Gary Solis '71 Teaches "Law of War"

Gary Solis '71 has taught law at the London School of Economics, the U.S. Military Academy at West Point, and Georgetown Law School. This semester, the King Hall alum is teaching an unusual and very interesting course here at UC Davis School of Law: "The Law of War."

Professor Floyd Feeney, in a message encouraging second and third year law students to take Professor Solis's class, wrote:

Professor Solis’s subject is esoteric but extremely important. One of the nation’s true experts on the law of war, Professor Solis teaches regularly at the Georgetown School of Law (where he is an Adjunct Professor). He also teaches at the George Washington School of Law. He is often asked to comment by leading television and other news organizations. In addition to his law degree from Davis, Professor Solis has an LLM degree in law from George Washington and a PhD from the London School of Economics.

Exercise aim
List every school where the article on Gary Solis says he has taught or is teaching.

[Stored data entries]
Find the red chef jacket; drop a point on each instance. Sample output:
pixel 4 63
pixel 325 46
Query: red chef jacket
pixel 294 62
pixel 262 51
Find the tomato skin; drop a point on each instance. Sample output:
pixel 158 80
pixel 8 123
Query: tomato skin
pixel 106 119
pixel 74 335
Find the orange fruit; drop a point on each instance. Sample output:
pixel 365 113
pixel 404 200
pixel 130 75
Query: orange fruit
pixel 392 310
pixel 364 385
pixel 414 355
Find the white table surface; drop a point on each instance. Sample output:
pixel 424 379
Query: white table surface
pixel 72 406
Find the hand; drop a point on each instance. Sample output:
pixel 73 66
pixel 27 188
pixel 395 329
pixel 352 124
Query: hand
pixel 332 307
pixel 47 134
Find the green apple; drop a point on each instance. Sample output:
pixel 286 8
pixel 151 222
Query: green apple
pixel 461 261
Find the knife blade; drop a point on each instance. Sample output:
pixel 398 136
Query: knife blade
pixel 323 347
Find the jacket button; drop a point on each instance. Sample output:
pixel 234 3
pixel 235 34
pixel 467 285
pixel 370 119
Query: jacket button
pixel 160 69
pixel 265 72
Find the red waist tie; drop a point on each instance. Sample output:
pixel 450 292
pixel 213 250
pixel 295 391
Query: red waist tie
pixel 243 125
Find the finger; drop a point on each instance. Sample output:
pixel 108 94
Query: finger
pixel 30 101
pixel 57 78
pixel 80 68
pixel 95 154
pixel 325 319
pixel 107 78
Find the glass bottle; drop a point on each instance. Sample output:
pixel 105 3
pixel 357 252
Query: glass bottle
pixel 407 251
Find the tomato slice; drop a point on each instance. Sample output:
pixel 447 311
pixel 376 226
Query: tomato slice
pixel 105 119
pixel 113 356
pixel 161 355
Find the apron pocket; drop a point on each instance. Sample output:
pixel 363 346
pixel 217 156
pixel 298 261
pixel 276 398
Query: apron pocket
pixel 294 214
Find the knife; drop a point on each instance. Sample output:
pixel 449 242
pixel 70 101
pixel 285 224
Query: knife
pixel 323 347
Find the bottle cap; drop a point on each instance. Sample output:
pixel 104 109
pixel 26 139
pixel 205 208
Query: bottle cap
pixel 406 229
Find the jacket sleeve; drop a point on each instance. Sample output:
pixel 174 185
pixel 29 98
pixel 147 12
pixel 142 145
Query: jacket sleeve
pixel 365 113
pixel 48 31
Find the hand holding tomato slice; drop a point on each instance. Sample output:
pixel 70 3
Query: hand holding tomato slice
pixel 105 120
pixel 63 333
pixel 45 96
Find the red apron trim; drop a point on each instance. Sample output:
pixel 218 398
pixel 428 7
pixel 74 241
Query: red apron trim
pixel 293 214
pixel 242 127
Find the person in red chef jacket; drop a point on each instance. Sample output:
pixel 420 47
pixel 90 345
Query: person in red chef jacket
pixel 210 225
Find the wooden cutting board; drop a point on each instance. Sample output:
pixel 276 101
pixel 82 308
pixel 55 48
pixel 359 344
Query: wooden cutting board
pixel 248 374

Output
- London School of Economics
- U.S. Military Academy at West Point
- Georgetown Law School
- UC Davis School of Law
- George Washington School of Law